#### Задание
Укажите, на какой улице, согласно отрывку, жили поэт и его жена.

#### Предложенный отрывок
Около этого времени я снова встретилась с одним поэтом и переводчиком[311], жившим в доме Макса Волошина в те два лета, когда я там была. Современник Ахматовой и Блока из группы «акмеистов», женившись на прозаической художнице[312], он почти перестал писать стихи. Он повел меня к своей жене (они жили на Морской[313]), она мне понравилась, и с ними я проводила свои досуги. Она была очень некрасива, туберкулезного вида, с желтыми прямыми волосами и ногами как у таксы[314]. Но она была так умна, так жизнерадостна, у нее было столько вкуса, она так хорошо помогала своему мужу, делая всю черновую работу его переводов. Мы с ней настолько подружились — я доверчиво и откровенно, она — как старшая, покровительственно и нежно. Иногда я оставалась у них ночевать, причем Осипа отправляли спать в гостиную, а я укладывалась спать с Надюшей в одной постели под пестрым гарусным одеялом. Она оказалась немножко лесбиянкой и пыталась меня совратить на этот путь. Но я еще была одинаково холодна как к мужским, так и к женским ласкам[315].

#### Выдержки из списка
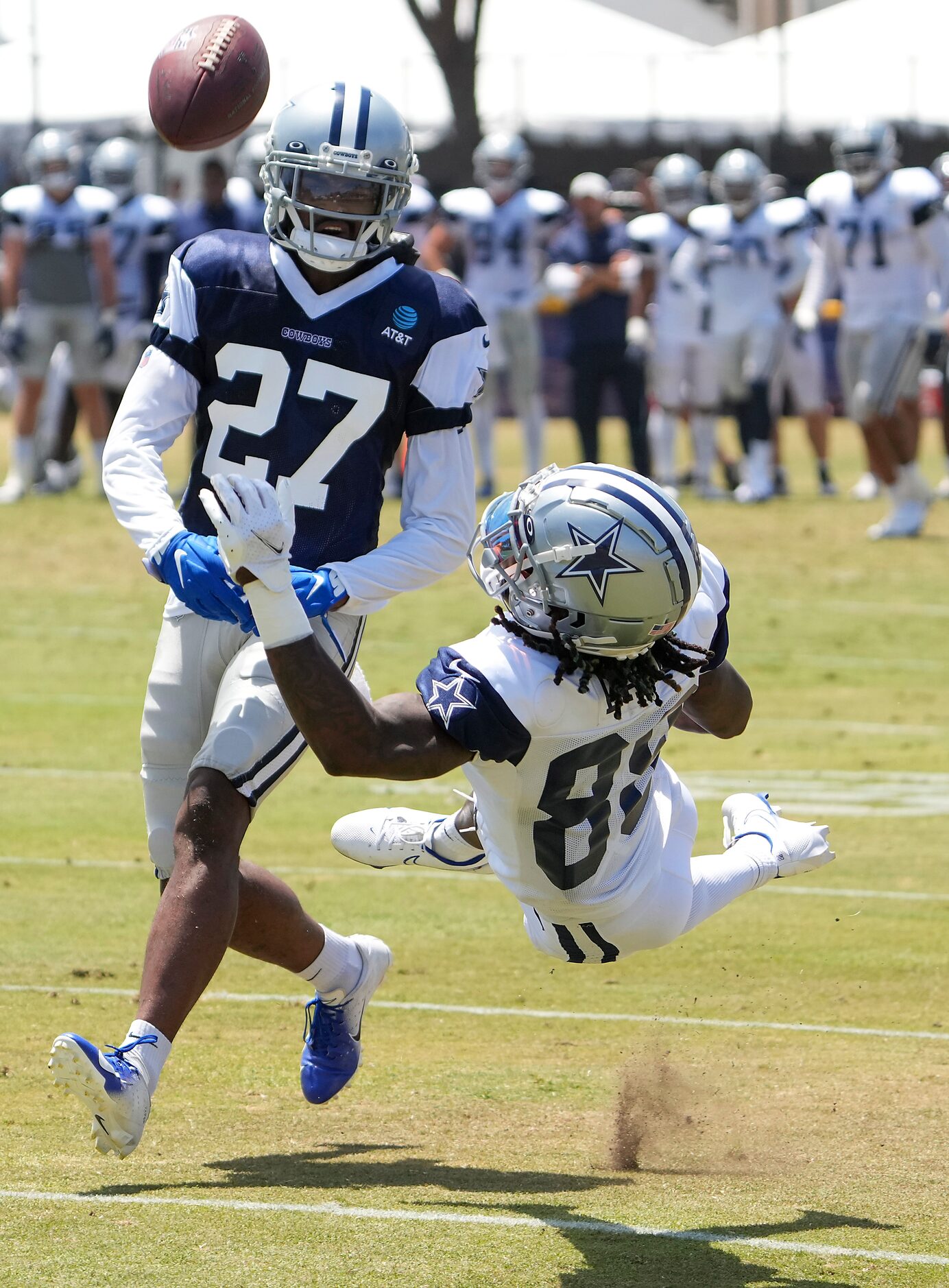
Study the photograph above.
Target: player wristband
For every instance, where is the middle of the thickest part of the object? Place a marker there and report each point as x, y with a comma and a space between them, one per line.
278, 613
...
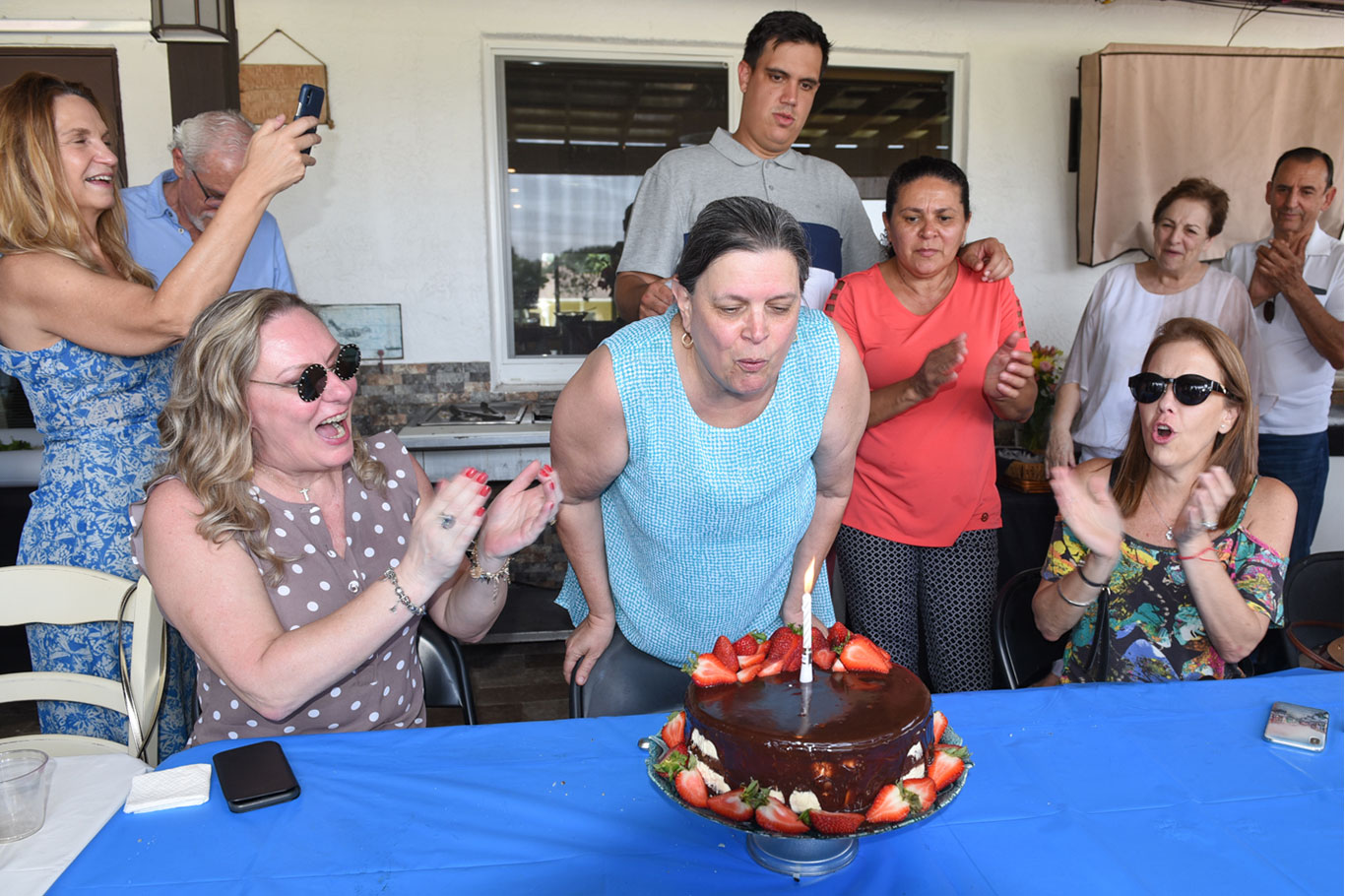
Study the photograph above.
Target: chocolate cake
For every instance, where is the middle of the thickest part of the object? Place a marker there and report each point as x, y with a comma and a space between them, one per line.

#### Ответ
На Морской.